- Text shown -
A ripe red banana has a deep maroon or dark purplish-red skin, gives slightly when you squeeze it, and smells sweet with a hint of raspberry. Unlike yellow Cavendish bananas, red bananas don’t follow an obvious green-to-yellow color shift, so you need to rely on a combination of color, texture, and scent cues to get the timing right.
What Ripe Red Bananas Look Like
Red bananas start out with a firm, bright reddish-purple skin. As they ripen, the skin deepens to a darker maroon or burgundy, sometimes developing small brown or black spots. These dark patches are a good sign. They indicate the starches inside are converting to sugar, the same process that happens in yellow bananas but harder to spot because the red pigment masks the subtle color changes.
A fully ripe red banana may have patches of near-black on the skin. This looks alarming if you’re used to yellow bananas, but it’s completely normal. The flesh inside will still be creamy and pale with a pinkish tint. If the entire skin has turned uniformly black and feels mushy or leaking, you’ve passed the window, though overripe red bananas still work well in baking.
The Squeeze Test
Firmness is the most reliable indicator. An unripe red banana feels hard and dense, similar to a plantain. As ripening progresses, the flesh softens steadily. A ripe red banana yields to gentle pressure, similar to how a ripe avocado feels. You’re looking for a slight give without your fingers sinking in.
If the banana still feels stiff and unyielding, it needs more time. The starch inside hasn’t broken down yet. In unripe bananas, starch content sits around 21 grams per 100 grams of fruit. By the time the fruit is fully ripe, that drops to roughly 1 gram per 100 grams, with nearly all of it converted to sugars. That transformation is what turns a chalky, astringent fruit into something sweet and soft.

- Information shown -
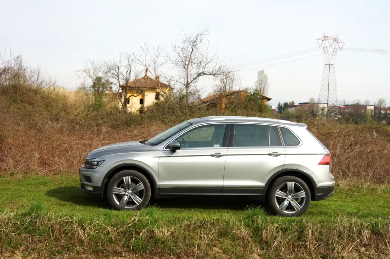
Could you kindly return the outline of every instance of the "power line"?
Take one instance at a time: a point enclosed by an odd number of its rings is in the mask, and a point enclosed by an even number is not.
[[[284,64],[285,63],[288,63],[288,62],[292,62],[292,61],[297,61],[301,60],[302,60],[302,59],[306,59],[306,58],[312,58],[312,57],[317,57],[318,56],[322,56],[322,54],[312,55],[311,56],[308,56],[307,57],[304,57],[303,58],[297,58],[296,59],[291,59],[290,60],[286,60],[285,61],[275,63],[274,63],[274,64],[270,64],[269,65],[264,65],[264,66],[262,66],[261,67],[262,68],[263,68],[263,67],[266,67],[267,66],[273,66],[273,65],[279,65],[280,64]],[[247,70],[257,69],[259,69],[258,67],[250,67],[250,68],[245,68],[244,69],[239,69],[239,70],[237,70],[236,71],[245,71],[245,70]]]
[[[303,55],[304,54],[307,54],[313,51],[318,51],[318,49],[319,49],[318,48],[312,48],[311,49],[308,49],[307,50],[302,50],[301,51],[297,51],[296,52],[293,52],[292,53],[282,55],[281,56],[278,56],[277,57],[275,57],[271,58],[268,58],[267,59],[257,60],[256,61],[253,61],[251,62],[242,64],[241,65],[239,65],[239,66],[240,66],[240,67],[247,66],[248,65],[258,64],[262,63],[268,63],[269,62],[276,61],[278,59],[285,59],[286,58],[294,57],[295,56],[299,56],[300,55]]]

- Required tasks -
a: List the cues that the red banana text says you must combine to judge when a red banana is ripe.
b: According to the red banana text, what is the starch content of unripe bananas?
c: Quote the red banana text from "A fully ripe" to "fingers sinking in.".

- Solution set -
a: color, texture, scent

b: Around 21 grams per 100 grams of fruit.

c:
A fully ripe red banana may have patches of near-black on the skin. This looks alarming if you’re used to yellow bananas, but it’s completely normal. The flesh inside will still be creamy and pale with a pinkish tint. If the entire skin has turned uniformly black and feels mushy or leaking, you’ve passed the window, though overripe red bananas still work well in baking.
The Squeeze Test
Firmness is the most reliable indicator. An unripe red banana feels hard and dense, similar to a plantain. As ripening progresses, the flesh softens steadily. A ripe red banana yields to gentle pressure, similar to how a ripe avocado feels. You’re looking for a slight give without your fingers sinking in.